Supplied text —
--- begin ---

4 Steps To Easily Organize Around The Customer Journey

Five people sitting at a table, in a meeting, discussion the Customer JourneyPhoto by Jason Goodman on Unsplash

I think you’ll agree when I say that most brands exist because there are customers that want, or need, what a brand has to offer. Maybe you’d also agree if I say that customer-centricity is becoming a trendy commodity. Brands are drowning in unprecedented amounts of feedback and data gathered to tell them about their existing customers’ behaviors, thoughts, and actions. Some brands have even begun to master the art of combining qualitative and quantitative data to truly benefit from CX and customer-centricity.

The customer journey used to live a somewhat quiet and somewhat peaceful life tucked away on a wall in a design-, UX-, or CX department. Now, in this growing and demanding landscape of customer-centricity, it is finding its way into the product, marketing, sales, and management teams. Customer journey mapping will soon be a prerequisite in any important workshop worth mentioning. And searching for people with “customer journey” in their title on LinkedIn will give you nearly a million hits. The future of the CX community has never looked better!

--- end ---

Record extracts —
--- begin ---

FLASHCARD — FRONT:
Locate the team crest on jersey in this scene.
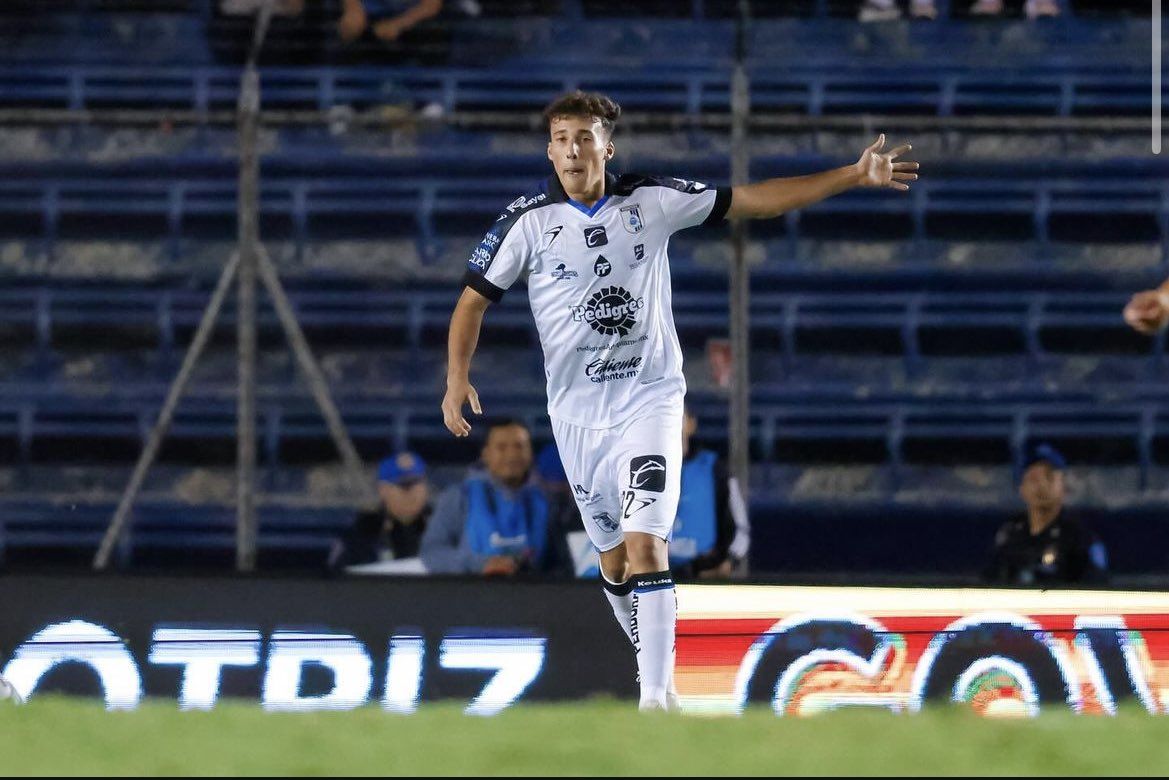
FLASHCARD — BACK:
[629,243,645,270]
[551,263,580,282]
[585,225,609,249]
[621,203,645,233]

--- end ---

What this exercise asks —
[1] Answer these from the customer journey article:
(a) What does the article say brands are drowning in?
(b) Where did the customer journey used to live?
(c) How many hits does the article say a LinkedIn search for people with "customer journey" in their title will give?
[2] Set down, word for word, everything in the customer journey article from "The customer journey used" down to "never looked better!".

Task solutions —
[1]
(a) Unprecedented amounts of feedback and data gathered to tell them about their existing customers' behaviors, thoughts, and actions.
(b) Tucked away on a wall in a design-, UX-, or CX department.
(c) Nearly a million.

[2]
The customer journey used to live a somewhat quiet and somewhat peaceful life tucked away on a wall in a design-, UX-, or CX department. Now, in this growing and demanding landscape of customer-centricity, it is finding its way into the product, marketing, sales, and management teams. Customer journey mapping will soon be a prerequisite in any important workshop worth mentioning. And searching for people with “customer journey” in their title on LinkedIn will give you nearly a million hits. The future of the CX community has never looked better!